== Brano da esaminare ==
:::::
Un nuovo strumento che dall’anno 2013 è stato messo a disposizione delle coppie di fatto è il patto di convivenza.
Questo atto è un vero e proprio contratto fra i partners volto a regolare solo gli aspetti patrimoniali (e non quelli personali) della loro convivenza che gli stessi hanno, volontariamente, deciso di sottoscrivere ed accettare.
Dal contratto stipulato sorgono obblighi giuridici vincolanti per i conviventi i quali dovranno tenere fede a tali obblighi assunti anche nel caso di interruzione della prosecuzione del rapporto personale, potendo, in caso di inadempimento da parte di uno dei partner, anche rivolgersi ad un Giudice.
In tale modo i conviventi possono conferire massimo spessore giuridico alla loro relazione decidendo, sotto il profilo strettamente patrimoniale, le attribuzioni da farsi reciprocamente, il modo in cui ripartire le spese, scegliere a chi destinare gli acquisti, regolamentare le questioni sulla casa adibita a residenza familiare nonché gli oneri economici da soddisfare in caso di separazione. Restano escluse dal contratto di convivenza le questioni successorie, che però, come riferito in precedenza, possono regolarsi mediante testamento o trust.
:::::
Come potrebbe proseguire il testo sul patto di convivenza? Scrivine il seguito a partire dalla fine dell'ultima frase.

== Materiale fornito ==
:::::
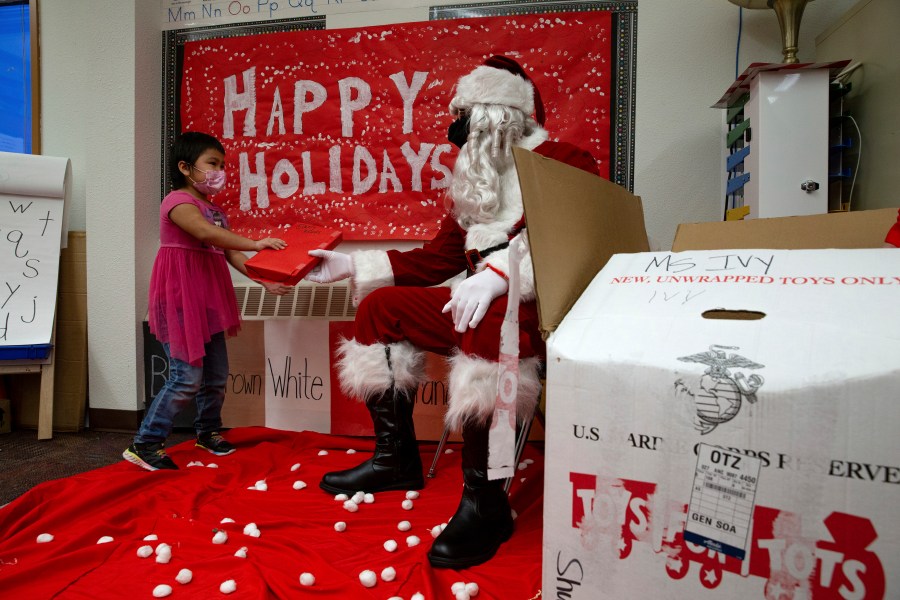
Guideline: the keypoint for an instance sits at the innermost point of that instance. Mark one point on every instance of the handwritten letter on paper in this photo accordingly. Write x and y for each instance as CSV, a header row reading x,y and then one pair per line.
:::::
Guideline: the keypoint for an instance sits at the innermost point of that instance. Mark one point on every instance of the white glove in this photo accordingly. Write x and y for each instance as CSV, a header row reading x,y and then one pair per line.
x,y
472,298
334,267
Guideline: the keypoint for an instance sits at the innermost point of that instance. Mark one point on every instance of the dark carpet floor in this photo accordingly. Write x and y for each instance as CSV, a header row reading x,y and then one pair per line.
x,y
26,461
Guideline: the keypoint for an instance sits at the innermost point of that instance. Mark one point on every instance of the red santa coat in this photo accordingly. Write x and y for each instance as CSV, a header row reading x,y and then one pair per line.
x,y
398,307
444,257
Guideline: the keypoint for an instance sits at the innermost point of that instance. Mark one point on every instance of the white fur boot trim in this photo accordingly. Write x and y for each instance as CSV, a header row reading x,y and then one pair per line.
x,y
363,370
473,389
:::::
== Esito del compito ==
Il patto di convivenza può essere sottoscritto sia dalle parti, (di mutuo accordo), che con l’ausilio di un avvocato.
Inoltre, è possibile ricorrere anche alla stipula presso un notaio (mediante scrittura privata autenticata o per atto pubblico).
Naturalmente all’interno di una convivenza more uxorio possono verificarsi situazioni che abbiano un rilievo non solo civile, ma anche penale.
In tali ipotesi, dato che i conviventi non sono sposati, si tratta di capire in concreto quali reati possano essere commessi a danno del partner durante l’esistenza della famiglia di fatto.
Sotto questo profilo, è possibile analizzare i casi che la giurisprudenza italiana ha considerato per tracciare un quadro dei delitti che possono essere imputati ai conviventi.
Anzitutto, per quanto riguarda i delitti contro l’assistenza familiare, è configurabile il delitto di maltrattamenti in famiglia previsto dall’art. 572 del codice penale.
La definizione di famiglia, in questo caso, viene intesa in senso ampio includendo anche quella di fatto.
Pertanto il convivente violento nei confronti della/del partner o dei figli nati dalla coppia risponderà del reato anche se manca il vincolo del matrimonio.
Altro reato di cui si può essere chiamati a rispondere è quello di violenza sessuale a danno del convivente ex art. 609 bis del codice penale.
La Corte di Cassazione ha recentemente dichiarato al riguardo che anche in caso di convivenza more uxorio il successivo diniego del consenso al rapporto sessuale implica una prosecuzione forzata del rapporto stesso e come tale integrante lo stupro.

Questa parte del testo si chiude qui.